▼

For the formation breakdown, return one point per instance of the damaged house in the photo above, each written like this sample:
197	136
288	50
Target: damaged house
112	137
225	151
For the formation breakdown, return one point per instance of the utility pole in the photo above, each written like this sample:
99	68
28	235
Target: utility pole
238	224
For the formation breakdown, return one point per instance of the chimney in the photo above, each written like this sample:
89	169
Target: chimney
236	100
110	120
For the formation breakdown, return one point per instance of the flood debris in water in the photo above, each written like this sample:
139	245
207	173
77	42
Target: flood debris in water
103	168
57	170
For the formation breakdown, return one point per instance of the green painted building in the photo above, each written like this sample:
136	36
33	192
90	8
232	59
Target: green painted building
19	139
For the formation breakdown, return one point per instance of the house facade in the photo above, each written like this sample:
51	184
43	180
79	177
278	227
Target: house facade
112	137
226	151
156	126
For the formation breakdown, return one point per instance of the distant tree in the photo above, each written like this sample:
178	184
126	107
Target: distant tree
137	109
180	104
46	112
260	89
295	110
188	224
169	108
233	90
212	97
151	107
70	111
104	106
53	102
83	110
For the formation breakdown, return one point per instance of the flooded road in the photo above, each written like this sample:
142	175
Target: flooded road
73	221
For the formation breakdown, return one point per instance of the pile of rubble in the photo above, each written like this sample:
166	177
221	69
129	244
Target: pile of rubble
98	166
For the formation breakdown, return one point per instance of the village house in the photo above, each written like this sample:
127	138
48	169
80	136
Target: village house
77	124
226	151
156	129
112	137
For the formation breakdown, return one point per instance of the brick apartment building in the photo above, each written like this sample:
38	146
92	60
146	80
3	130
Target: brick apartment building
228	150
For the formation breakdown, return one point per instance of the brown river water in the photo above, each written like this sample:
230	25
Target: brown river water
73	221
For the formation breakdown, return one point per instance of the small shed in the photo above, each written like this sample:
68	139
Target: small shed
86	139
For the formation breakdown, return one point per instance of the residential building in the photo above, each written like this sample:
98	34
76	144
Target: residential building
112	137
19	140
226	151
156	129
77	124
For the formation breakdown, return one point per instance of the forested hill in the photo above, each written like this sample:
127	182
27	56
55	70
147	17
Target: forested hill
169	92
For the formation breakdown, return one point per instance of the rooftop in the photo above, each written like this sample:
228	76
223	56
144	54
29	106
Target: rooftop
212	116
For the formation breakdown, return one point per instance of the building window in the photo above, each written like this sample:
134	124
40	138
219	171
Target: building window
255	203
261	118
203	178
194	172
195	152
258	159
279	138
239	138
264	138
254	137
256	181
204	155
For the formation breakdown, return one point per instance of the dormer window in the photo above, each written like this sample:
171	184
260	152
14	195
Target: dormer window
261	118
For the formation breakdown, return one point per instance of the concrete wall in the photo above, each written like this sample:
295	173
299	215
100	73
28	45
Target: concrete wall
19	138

▲
▼

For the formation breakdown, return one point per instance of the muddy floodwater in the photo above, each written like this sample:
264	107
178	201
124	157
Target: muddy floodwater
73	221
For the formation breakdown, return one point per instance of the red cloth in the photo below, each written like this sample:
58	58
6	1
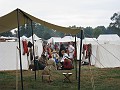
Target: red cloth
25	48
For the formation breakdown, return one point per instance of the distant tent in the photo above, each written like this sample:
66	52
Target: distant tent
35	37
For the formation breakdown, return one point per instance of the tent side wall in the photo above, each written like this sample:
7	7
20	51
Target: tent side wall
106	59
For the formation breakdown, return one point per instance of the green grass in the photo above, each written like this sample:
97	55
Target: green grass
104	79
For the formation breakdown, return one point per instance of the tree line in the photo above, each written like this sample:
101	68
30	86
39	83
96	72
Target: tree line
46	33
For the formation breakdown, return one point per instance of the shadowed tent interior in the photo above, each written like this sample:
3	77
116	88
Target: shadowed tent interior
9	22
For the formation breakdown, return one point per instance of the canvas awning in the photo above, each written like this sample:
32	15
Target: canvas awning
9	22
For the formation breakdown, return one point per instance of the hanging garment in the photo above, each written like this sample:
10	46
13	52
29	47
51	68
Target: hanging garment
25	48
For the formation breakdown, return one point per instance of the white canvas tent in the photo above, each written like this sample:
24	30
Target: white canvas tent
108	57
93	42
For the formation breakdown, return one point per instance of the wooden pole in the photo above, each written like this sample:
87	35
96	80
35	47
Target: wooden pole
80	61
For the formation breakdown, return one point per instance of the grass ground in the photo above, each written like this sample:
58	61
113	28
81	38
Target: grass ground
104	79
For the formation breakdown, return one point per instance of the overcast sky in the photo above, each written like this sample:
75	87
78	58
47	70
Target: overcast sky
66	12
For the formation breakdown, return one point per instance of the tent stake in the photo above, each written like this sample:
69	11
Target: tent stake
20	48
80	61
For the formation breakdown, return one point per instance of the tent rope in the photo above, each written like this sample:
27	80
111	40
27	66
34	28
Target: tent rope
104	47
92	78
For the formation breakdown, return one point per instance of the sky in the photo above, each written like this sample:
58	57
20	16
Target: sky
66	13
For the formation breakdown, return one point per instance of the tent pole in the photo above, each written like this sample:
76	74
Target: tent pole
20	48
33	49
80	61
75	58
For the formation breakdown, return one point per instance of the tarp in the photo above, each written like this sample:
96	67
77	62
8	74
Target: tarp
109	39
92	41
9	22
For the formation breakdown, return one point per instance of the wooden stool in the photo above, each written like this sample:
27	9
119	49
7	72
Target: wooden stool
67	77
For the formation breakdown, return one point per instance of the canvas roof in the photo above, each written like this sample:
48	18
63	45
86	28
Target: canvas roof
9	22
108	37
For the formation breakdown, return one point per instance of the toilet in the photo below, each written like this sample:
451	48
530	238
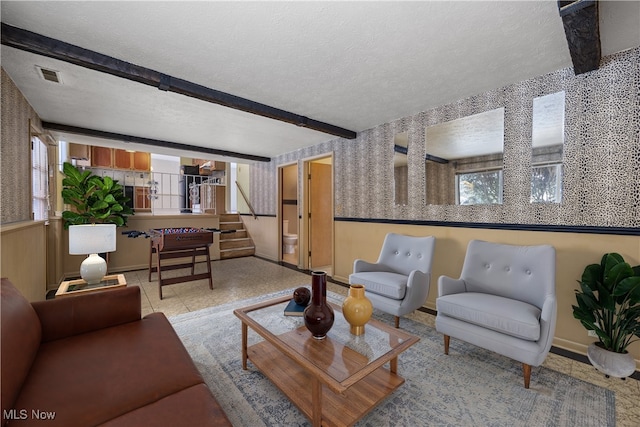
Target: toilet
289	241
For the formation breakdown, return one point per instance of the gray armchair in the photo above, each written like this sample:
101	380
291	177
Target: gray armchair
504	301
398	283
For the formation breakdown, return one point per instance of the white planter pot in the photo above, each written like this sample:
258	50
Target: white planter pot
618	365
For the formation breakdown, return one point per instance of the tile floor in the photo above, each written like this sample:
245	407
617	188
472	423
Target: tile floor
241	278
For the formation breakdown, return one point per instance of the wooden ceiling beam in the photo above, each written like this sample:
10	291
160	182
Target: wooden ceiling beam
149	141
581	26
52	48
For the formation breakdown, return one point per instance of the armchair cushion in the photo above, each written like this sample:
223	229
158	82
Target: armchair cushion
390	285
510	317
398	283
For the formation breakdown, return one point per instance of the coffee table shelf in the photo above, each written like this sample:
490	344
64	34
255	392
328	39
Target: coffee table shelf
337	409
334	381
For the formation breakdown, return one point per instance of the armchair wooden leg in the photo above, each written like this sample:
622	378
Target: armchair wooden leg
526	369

▲
▼

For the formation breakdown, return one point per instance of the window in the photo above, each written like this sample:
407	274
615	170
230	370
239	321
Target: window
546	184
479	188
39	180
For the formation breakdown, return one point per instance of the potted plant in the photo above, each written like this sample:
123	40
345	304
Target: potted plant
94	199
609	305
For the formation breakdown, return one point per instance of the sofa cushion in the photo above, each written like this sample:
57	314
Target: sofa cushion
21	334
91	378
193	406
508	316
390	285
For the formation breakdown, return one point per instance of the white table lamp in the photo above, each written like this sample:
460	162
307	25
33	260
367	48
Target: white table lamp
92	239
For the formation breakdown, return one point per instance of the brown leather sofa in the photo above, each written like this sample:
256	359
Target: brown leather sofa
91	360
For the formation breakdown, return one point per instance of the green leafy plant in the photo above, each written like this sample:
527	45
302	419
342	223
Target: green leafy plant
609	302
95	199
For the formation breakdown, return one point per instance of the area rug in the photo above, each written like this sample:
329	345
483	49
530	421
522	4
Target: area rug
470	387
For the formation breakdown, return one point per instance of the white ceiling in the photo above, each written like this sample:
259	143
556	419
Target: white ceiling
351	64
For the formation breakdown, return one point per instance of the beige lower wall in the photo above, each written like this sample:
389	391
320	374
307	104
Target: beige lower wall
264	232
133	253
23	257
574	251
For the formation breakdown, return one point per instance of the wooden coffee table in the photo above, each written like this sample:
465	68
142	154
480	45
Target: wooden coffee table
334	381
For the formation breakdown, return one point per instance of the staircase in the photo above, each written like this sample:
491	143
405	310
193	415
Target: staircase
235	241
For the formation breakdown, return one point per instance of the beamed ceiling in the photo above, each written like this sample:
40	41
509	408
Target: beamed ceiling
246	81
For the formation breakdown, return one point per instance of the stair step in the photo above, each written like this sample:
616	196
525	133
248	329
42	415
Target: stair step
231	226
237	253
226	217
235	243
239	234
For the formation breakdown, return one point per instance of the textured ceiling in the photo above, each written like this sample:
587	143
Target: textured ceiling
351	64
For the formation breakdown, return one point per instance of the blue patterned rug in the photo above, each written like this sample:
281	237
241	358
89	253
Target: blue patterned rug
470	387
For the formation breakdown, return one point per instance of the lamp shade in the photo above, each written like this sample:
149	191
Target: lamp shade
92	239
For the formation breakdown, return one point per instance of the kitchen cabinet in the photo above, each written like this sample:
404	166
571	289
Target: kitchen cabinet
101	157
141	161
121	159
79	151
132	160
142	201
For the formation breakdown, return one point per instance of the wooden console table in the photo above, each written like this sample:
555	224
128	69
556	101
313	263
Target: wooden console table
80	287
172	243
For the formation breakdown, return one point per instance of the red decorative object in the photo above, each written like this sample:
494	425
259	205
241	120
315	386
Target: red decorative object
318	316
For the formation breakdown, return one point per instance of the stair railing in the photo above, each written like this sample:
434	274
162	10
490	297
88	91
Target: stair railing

▲

* Instructions to follow: Show the lines of the records that contain the word "below".

* Task answer:
For the formation breakdown, return one point per instance of the red cloth in the photo below, each written like this sample:
For the formation breakdown, return one point per instance of the toilet in the photo below, each written like this sample:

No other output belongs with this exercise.